◆ Exercise: Copy every record word for word.
• • • •
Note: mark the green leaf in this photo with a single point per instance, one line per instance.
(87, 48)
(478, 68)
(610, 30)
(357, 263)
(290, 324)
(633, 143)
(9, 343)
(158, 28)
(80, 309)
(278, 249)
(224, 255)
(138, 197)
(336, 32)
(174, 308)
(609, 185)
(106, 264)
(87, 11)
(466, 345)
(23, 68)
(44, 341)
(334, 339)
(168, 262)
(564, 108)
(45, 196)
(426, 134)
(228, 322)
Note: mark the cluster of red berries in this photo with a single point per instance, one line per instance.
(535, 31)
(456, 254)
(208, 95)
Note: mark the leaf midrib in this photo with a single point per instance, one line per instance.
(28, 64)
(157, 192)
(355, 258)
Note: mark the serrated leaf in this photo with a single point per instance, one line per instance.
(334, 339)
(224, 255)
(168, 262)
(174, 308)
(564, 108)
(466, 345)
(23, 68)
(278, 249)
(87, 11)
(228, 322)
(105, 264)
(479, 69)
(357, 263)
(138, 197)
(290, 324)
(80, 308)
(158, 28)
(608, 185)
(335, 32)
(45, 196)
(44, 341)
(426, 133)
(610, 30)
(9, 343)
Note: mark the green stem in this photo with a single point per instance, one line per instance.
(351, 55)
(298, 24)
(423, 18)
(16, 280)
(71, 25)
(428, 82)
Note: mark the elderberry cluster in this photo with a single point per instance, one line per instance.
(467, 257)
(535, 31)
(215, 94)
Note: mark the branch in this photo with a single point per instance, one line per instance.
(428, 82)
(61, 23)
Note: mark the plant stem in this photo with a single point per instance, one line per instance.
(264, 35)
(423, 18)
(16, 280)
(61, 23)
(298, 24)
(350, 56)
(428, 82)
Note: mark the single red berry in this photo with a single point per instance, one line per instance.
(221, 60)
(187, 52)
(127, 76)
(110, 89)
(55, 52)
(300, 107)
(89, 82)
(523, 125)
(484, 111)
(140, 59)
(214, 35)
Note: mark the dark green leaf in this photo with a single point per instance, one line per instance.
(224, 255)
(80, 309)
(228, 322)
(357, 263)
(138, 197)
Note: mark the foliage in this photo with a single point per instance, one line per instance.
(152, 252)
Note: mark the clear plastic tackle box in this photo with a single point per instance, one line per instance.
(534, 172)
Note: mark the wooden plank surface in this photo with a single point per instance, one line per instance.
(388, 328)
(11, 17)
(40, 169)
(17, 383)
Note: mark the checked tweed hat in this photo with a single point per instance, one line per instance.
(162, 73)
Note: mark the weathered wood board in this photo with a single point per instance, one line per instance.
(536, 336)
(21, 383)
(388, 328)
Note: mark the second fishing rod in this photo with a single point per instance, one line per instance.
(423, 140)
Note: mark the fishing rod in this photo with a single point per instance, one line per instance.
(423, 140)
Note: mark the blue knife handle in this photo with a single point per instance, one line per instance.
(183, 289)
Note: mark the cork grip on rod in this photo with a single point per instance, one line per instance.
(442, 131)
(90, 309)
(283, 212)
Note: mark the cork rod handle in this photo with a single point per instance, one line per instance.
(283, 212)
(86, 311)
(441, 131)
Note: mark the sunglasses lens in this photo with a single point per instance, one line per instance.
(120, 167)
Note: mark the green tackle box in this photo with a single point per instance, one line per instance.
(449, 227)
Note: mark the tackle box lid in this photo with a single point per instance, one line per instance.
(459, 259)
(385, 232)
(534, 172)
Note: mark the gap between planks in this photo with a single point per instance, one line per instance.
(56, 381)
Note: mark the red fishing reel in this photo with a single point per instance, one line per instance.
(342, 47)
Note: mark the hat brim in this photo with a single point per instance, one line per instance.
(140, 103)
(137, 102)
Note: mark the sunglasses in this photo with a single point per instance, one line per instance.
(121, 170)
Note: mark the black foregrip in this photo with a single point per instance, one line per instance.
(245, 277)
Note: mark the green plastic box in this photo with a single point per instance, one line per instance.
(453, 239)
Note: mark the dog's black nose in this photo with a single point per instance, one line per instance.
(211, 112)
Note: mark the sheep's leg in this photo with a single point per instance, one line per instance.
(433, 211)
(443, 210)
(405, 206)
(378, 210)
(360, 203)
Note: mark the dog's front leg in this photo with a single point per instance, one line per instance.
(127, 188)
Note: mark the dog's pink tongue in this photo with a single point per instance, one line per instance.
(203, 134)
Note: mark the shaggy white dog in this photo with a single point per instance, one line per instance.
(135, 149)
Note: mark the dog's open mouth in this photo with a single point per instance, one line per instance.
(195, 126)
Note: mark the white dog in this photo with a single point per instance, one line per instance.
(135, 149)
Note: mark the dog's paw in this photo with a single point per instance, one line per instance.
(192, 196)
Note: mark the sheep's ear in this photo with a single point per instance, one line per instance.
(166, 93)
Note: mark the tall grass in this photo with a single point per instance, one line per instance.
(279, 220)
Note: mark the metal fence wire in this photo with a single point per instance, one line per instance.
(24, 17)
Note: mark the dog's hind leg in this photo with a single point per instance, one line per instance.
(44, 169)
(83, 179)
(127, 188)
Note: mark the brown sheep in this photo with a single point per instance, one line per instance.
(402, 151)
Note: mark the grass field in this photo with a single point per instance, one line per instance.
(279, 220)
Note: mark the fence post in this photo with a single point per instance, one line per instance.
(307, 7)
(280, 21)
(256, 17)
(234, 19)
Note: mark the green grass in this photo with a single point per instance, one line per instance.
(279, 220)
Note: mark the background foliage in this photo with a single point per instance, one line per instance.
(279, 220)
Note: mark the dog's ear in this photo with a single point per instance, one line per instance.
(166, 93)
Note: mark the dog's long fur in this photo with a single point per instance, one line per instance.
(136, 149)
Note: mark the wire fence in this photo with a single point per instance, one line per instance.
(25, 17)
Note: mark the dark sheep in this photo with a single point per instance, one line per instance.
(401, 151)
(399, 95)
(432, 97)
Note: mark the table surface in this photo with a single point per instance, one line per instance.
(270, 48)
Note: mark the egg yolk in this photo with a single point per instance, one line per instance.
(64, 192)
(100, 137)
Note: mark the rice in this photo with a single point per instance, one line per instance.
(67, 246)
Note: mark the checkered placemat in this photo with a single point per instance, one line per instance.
• • • •
◆ Reply to the exercise:
Note: mark the green leaf in this photo with a single point per instance, one line per instance.
(87, 48)
(478, 68)
(610, 30)
(357, 263)
(290, 324)
(633, 143)
(9, 343)
(158, 28)
(80, 309)
(278, 249)
(224, 255)
(138, 197)
(336, 32)
(174, 308)
(609, 185)
(106, 264)
(87, 11)
(466, 345)
(23, 68)
(44, 341)
(334, 339)
(168, 262)
(564, 108)
(45, 196)
(426, 134)
(228, 322)
Note: mark the cluster of red berries in this photo with a single point per instance, one line per instance.
(535, 31)
(456, 254)
(208, 95)
Note: mark the leaf midrib in this photo with a single point per instance, one line per instance.
(28, 64)
(157, 192)
(355, 258)
Note: mark the serrated leaf in this photo with a single point per instance, one line per instance.
(334, 339)
(224, 255)
(168, 262)
(174, 308)
(564, 108)
(466, 345)
(23, 68)
(278, 249)
(87, 11)
(228, 322)
(105, 264)
(479, 69)
(357, 263)
(138, 197)
(290, 324)
(80, 308)
(158, 28)
(608, 185)
(335, 32)
(45, 196)
(44, 341)
(426, 133)
(610, 30)
(9, 343)
Note: mark the green stem in this photo with a single point per instance, one line per instance.
(351, 55)
(298, 24)
(423, 18)
(16, 280)
(71, 25)
(428, 82)
Note: mark the elderberry cluster in this photo with a single point per instance, one line per instance.
(467, 257)
(535, 31)
(215, 94)
Note: mark the branch in this photo with a single point per instance, one line per instance.
(428, 82)
(61, 23)
Note: mark the plant stem in this photo with a single point per instance, one line per instance.
(264, 35)
(423, 18)
(16, 280)
(61, 23)
(298, 24)
(350, 56)
(428, 82)
Note: mark the single red berry in this photo with a single point per instance, one line per instance.
(221, 60)
(187, 52)
(127, 76)
(110, 89)
(55, 52)
(300, 107)
(89, 82)
(523, 125)
(484, 111)
(140, 59)
(214, 35)
Note: mark the dark green leaf in this photo with a single point per instance, one line per instance.
(224, 255)
(80, 309)
(228, 322)
(357, 263)
(138, 197)
Note: mark the foliage in this photo with a single point per instance, one line per instance.
(152, 252)
Note: mark the clear plastic tackle box in this photo with a single point per instance, one line per instance.
(534, 172)
Note: mark the wooden plank surface in this photo with a single point per instance, one line per instance.
(388, 328)
(11, 17)
(40, 169)
(17, 383)
Note: mark the checked tweed hat in this photo with a single point per instance, one line per instance.
(162, 73)
Note: mark the weathered wood board in this photo with a single point per instance, one line per instance.
(536, 336)
(21, 383)
(388, 328)
Note: mark the second fishing rod in this photo with a single point per instance, one line per instance.
(423, 140)
Note: mark the fishing rod in this photo with a single point per instance, one line per instance.
(423, 140)
Note: mark the blue knife handle in this photo with a single point per instance, one line per instance.
(183, 289)
Note: mark the cork grip on rod in this photo with a single point per instance, one line per instance.
(442, 131)
(90, 309)
(283, 212)
Note: mark the cork rod handle in this photo with a single point per instance, one line per instance.
(283, 212)
(86, 311)
(441, 131)
Note: mark the sunglasses lens in this photo with a single point per instance, one line per instance.
(120, 167)
Note: mark the green tackle box in this photo with a single point per instance, one line per instance.
(449, 227)
Note: mark the tackle box lid in this photo with a single point per instance, one line per instance.
(459, 259)
(385, 232)
(534, 172)
Note: mark the gap between planks in this photo with a single point per instance, one line per instance.
(56, 381)
Note: mark the red fishing reel in this photo with a single point per instance, one line per instance.
(342, 47)
Note: mark the hat brim in this photo with a single point per instance, one line per instance.
(140, 103)
(137, 102)
Note: mark the sunglasses in this photo with a single point per instance, one line per instance.
(121, 170)
Note: mark the black foregrip in this photo with a single point per instance, one line per instance.
(245, 277)
Note: mark the green plastic box in this photo with a single point per instance, one line per instance.
(453, 239)
Note: mark the dog's black nose in this photo with a single point per instance, one line per instance.
(211, 112)
Note: mark the sheep's leg in this photo with a single point per instance, one line per instance.
(433, 211)
(443, 210)
(405, 206)
(378, 210)
(360, 203)
Note: mark the dog's front leg in this photo with a single point per instance, one line per instance.
(127, 188)
Note: mark the dog's pink tongue in this photo with a single point per instance, one line per instance.
(203, 134)
Note: mark the shaggy white dog in this photo with a single point per instance, one line per instance.
(135, 149)
Note: mark the dog's open mouth in this photo with a single point per instance, one line per instance.
(195, 126)
Note: mark the white dog in this photo with a single point per instance, one line per instance.
(135, 149)
Note: mark the dog's paw in this photo with a single point per instance, one line per instance.
(192, 196)
Note: mark the sheep's ear in this photo with a single point per instance, one line per instance.
(166, 93)
Note: mark the tall grass in this photo with a single point per instance, one line per instance.
(279, 220)
Note: mark the metal fence wire in this photo with a single point per instance, one line per instance.
(24, 17)
Note: mark the dog's hind leg in this photo with a single point per instance, one line per instance.
(44, 169)
(83, 179)
(127, 188)
Note: mark the brown sheep in this photo with a single point per instance, one line per instance.
(402, 151)
Note: mark the grass field in this photo with a single point per instance, one line per instance.
(279, 220)
Note: mark the fence post in this photo with a single point per instance, one line per instance.
(307, 7)
(280, 21)
(256, 17)
(234, 19)
Note: mark the green grass in this photo with a single point per instance, one line per instance.
(279, 220)
Note: mark the background foliage in this photo with a single point per instance, one line per instance.
(279, 220)
Note: mark the dog's ear in this photo with a single point per instance, one line per instance.
(166, 93)
Note: mark the dog's long fur in this photo with a single point per instance, one line per instance.
(136, 149)
Note: mark the wire fence in this photo with a single point per instance, one line per instance.
(25, 17)
Note: mark the dark sheep in this photo with a single point per instance, one line per instance.
(401, 151)
(399, 95)
(432, 97)
Note: mark the table surface in this photo with a single point per instance, one line per instance.
(270, 48)
Note: mark the egg yolk in this photo with a single point per instance, one line per instance.
(64, 192)
(100, 137)
Note: mark the rice in this photo with a single point per instance, one line per instance.
(67, 246)
Note: mark the checkered placemat in this photo with a single point per instance, one line per instance.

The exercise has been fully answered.